Set task :: Copy the records below, changing every "dot" to "marker" and leaving all else as it stands.

Record list ::
****

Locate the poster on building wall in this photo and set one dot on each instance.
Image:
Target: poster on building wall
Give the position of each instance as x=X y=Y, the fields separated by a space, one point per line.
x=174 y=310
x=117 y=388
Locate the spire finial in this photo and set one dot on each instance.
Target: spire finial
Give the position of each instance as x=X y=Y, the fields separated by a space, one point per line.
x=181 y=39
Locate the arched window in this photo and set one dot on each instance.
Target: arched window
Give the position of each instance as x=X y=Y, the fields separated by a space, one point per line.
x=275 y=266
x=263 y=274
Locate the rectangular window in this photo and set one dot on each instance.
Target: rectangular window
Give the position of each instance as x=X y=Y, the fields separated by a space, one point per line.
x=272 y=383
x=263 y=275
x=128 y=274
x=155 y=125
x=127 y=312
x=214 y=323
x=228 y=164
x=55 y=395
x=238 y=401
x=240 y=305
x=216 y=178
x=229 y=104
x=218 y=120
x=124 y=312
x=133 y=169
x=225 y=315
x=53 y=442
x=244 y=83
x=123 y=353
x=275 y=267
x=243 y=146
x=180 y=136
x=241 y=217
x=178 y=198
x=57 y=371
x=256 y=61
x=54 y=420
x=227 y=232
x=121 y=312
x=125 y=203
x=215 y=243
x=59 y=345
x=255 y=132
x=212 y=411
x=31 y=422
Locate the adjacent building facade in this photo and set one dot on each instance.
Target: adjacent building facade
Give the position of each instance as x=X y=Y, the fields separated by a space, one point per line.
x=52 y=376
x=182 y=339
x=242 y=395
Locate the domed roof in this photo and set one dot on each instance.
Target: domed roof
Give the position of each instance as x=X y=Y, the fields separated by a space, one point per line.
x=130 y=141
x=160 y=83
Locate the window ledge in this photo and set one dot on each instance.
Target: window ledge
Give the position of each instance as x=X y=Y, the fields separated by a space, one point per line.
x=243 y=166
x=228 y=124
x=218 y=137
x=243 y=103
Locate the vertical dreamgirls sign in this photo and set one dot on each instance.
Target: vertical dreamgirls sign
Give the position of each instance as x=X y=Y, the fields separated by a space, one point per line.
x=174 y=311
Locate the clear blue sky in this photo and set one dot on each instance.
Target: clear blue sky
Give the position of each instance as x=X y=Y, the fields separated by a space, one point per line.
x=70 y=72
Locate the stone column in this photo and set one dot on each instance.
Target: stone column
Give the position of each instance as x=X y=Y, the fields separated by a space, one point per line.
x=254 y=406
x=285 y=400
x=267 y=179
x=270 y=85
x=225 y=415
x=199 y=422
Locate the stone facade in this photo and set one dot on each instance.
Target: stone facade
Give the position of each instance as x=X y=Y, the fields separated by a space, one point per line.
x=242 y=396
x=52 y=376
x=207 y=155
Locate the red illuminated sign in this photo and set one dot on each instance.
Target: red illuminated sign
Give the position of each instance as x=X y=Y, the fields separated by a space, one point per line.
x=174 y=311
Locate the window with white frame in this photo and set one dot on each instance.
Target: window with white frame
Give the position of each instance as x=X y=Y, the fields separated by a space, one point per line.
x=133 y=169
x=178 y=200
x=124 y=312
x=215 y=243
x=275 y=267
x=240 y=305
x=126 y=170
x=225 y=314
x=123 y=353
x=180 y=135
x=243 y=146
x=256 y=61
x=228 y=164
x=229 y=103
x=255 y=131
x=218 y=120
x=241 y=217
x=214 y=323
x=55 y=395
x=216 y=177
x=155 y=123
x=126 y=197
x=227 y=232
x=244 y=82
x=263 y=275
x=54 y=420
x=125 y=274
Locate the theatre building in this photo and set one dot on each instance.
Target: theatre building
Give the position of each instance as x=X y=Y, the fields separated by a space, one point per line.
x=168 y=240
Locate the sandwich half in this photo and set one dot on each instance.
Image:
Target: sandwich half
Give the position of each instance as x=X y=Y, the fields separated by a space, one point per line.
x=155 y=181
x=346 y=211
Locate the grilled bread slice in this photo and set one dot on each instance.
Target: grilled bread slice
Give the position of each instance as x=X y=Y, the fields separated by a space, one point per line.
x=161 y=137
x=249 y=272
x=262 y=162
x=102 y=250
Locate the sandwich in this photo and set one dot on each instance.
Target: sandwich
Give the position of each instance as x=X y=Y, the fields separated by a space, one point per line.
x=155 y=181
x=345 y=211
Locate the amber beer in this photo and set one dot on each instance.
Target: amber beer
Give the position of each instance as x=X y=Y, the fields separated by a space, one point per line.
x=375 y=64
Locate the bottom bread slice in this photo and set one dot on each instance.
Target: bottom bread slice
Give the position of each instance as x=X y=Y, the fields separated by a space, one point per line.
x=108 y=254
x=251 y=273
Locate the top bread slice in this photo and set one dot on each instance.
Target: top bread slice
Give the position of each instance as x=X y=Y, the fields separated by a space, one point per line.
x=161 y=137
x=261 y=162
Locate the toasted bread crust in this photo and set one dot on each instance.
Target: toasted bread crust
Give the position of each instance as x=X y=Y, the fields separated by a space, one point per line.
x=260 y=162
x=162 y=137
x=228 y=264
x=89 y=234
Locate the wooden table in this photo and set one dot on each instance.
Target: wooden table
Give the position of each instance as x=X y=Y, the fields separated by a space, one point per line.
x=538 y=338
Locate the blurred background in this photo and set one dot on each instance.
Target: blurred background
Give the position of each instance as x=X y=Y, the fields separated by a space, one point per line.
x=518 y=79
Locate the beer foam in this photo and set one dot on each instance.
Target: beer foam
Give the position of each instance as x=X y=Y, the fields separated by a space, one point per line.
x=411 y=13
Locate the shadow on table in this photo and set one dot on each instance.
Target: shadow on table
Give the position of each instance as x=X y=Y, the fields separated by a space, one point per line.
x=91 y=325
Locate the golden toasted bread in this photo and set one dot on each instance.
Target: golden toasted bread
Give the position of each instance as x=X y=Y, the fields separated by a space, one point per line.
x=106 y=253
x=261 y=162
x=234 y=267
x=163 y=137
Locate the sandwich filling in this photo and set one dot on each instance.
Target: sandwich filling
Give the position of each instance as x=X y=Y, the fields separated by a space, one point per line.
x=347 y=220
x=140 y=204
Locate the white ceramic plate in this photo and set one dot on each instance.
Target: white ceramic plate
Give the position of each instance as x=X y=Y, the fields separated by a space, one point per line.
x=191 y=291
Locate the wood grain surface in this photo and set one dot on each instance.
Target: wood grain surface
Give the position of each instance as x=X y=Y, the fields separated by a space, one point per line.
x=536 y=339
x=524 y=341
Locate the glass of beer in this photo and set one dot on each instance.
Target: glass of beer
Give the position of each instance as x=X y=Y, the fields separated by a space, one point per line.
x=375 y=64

****

Complete response ::
Locate the poster on building wall in this photo and set one marker on each instance.
Image:
Target: poster on building wall
Give the position of each instance as x=X y=Y, the fields separated by a space, one point per line.
x=174 y=310
x=117 y=388
Locate the spire finial in this photo and set one marker on each instance.
Target: spire finial
Give the position of each instance as x=X y=Y, the fields separated by a space, one point per line.
x=181 y=39
Locate the arched window in this photo and set one marker on each instance.
Target: arched window
Give the position of each instance as x=X y=Y, the fields separated by a space, one point per line.
x=275 y=266
x=263 y=274
Locate the rectangular window in this photo and set one marker on each instance.
Target: rectangular window
Give the position of each instance as x=X y=Y, the fields separated by a space, one point per line.
x=272 y=383
x=263 y=275
x=128 y=274
x=155 y=125
x=127 y=312
x=214 y=323
x=228 y=164
x=55 y=395
x=238 y=401
x=240 y=305
x=216 y=178
x=229 y=104
x=218 y=120
x=124 y=312
x=133 y=169
x=225 y=315
x=53 y=442
x=244 y=83
x=123 y=353
x=275 y=267
x=243 y=146
x=180 y=136
x=241 y=217
x=178 y=198
x=57 y=371
x=256 y=61
x=54 y=420
x=227 y=232
x=121 y=312
x=125 y=203
x=215 y=243
x=59 y=345
x=255 y=132
x=212 y=411
x=31 y=422
Locate the adjacent building facade in this photo and set one marker on each instance.
Target: adjacent building facade
Give the position of each instance as x=X y=Y, the fields separated by a space, one point per line.
x=52 y=376
x=182 y=339
x=242 y=395
Locate the domed roof in this photo and set one marker on each instance.
Target: domed roof
Give the position of each instance as x=X y=Y, the fields separated by a space, one point per line.
x=130 y=141
x=160 y=83
Locate the window ledge in this photo and set one marker on each instance.
Target: window ledge
Give the position of each instance as x=X y=Y, the fields separated by a space, one point per line.
x=243 y=166
x=228 y=124
x=218 y=137
x=243 y=103
Locate the vertical dreamgirls sign in this photo and set one marker on each instance.
Target: vertical dreamgirls sign
Give the position of each instance as x=X y=Y, the fields separated by a space, one point per line.
x=174 y=311
Locate the clear blue sky in this photo and set one marker on each instance.
Target: clear blue sky
Give the position of each instance as x=X y=Y, the fields separated by a space, one point per line.
x=70 y=72
Locate the stone column in this photo and set one marker on each instance.
Target: stone column
Give the position of each instance as x=X y=Y, the fields separated by a space, one point per line.
x=254 y=406
x=285 y=400
x=267 y=179
x=270 y=85
x=225 y=415
x=199 y=422
Locate the stone facade in this photo and set one marker on each instance.
Target: stone facade
Give the position of each instance as x=X y=Y, the fields separated by a space, one point per line.
x=242 y=396
x=52 y=376
x=207 y=155
Locate the red illuminated sign in this photo and set one marker on each instance.
Target: red illuminated sign
Give the position of each instance as x=X y=Y, the fields separated by a space, one point per line.
x=174 y=311
Locate the window with white frame in this photo and set one marker on each instance.
Target: window with white frame
Give the position of each instance as x=X y=Y, the fields separated by a space, one point per line.
x=133 y=169
x=178 y=200
x=124 y=312
x=215 y=243
x=275 y=267
x=240 y=305
x=126 y=170
x=225 y=314
x=123 y=353
x=180 y=135
x=243 y=146
x=256 y=61
x=228 y=164
x=229 y=103
x=255 y=131
x=218 y=120
x=241 y=217
x=214 y=323
x=55 y=395
x=216 y=177
x=155 y=123
x=126 y=197
x=227 y=232
x=244 y=82
x=263 y=275
x=54 y=420
x=125 y=274
Locate the theatre building in this photo and set one marker on each instance.
Target: theatre building
Give the position of each instance as x=X y=Y, the fields separated by a space, one point per line.
x=168 y=240
Locate the sandwich half in this photo and set one marker on each instance.
Image:
Target: sandwich half
Give the position of each instance as x=X y=Y, the fields separated by a space, one point per line.
x=155 y=181
x=346 y=211
Locate the grilled bread slice in this photo and set one marker on each instance.
Target: grilled bread slice
Give the position of each instance as x=X y=Y, the fields separated by a space, one point per line.
x=161 y=137
x=249 y=272
x=262 y=162
x=102 y=250
Locate the sandwich in this photo and set one marker on each instance.
Target: sandwich
Give the position of each instance as x=X y=Y, the fields separated by a space, one point per line.
x=155 y=181
x=345 y=211
Locate the amber beer in this photo and set one marker on each instance.
Target: amber beer
Give the position of each instance as x=X y=Y, the fields separated by a space, one point per line.
x=375 y=64
Locate the bottom bread slice in this photo and set one marker on each instance.
Target: bottom bread slice
Give the position of each instance as x=X y=Y, the fields separated by a space, one point per line.
x=108 y=254
x=251 y=273
Locate the top bread slice in this photo and set one marker on each instance.
Target: top bread slice
Give the position of each instance as x=X y=Y, the fields separated by a space, one point per line.
x=161 y=137
x=261 y=162
Locate the toasted bread crust in this photo and set one marker on each instance.
Target: toasted bread crust
Give the position of each instance as x=X y=Y, the fields separated by a space, one point per line.
x=260 y=162
x=162 y=137
x=228 y=264
x=89 y=234
Locate the wooden table in this photo and set one marker on each instance.
Target: wooden table
Give the position of each instance as x=X y=Y, the fields separated by a space, one point per line.
x=538 y=338
Locate the blurred background in this photo and set one marker on each instance.
Target: blurred background
Give the position of each instance as x=X y=Y, the fields separated by a space, one point per line.
x=518 y=79
Locate the beer foam in this photo and set one marker on each instance.
Target: beer foam
Give the position of each instance as x=X y=Y, the fields separated by a space, one point per line.
x=411 y=13
Locate the shadow on table in this photo and set one marker on each instance.
Target: shadow on table
Give the position of each instance as x=X y=Y, the fields separated by a space, one point per line.
x=91 y=325
Locate the golden toasted bread in this photo and set one marker on each instance.
Target: golden toasted bread
Give the position of each instance as x=X y=Y, the fields separated by a space, one point per line.
x=106 y=253
x=261 y=162
x=234 y=267
x=163 y=137
Locate the sandwich filling in this photo and set one marker on each instance.
Target: sandwich filling
Give the position of each instance as x=X y=Y, the fields separated by a space, one point per line.
x=347 y=220
x=140 y=204
Locate the white ceramic plate in this photo and set one marker on each instance.
Target: white ceramic plate
Give the position of each instance as x=X y=Y, the fields separated by a space, one point per line.
x=191 y=291
Locate the wood grain surface in this photo and set one marker on each instance.
Target: wood grain surface
Give the position of each instance as x=X y=Y, the fields separated by a space, one point per line.
x=536 y=339
x=524 y=341
Locate the glass of beer in this photo and set one marker on each instance.
Target: glass of beer
Give the position of each instance as x=X y=Y, the fields separated by a space, one point per line.
x=375 y=64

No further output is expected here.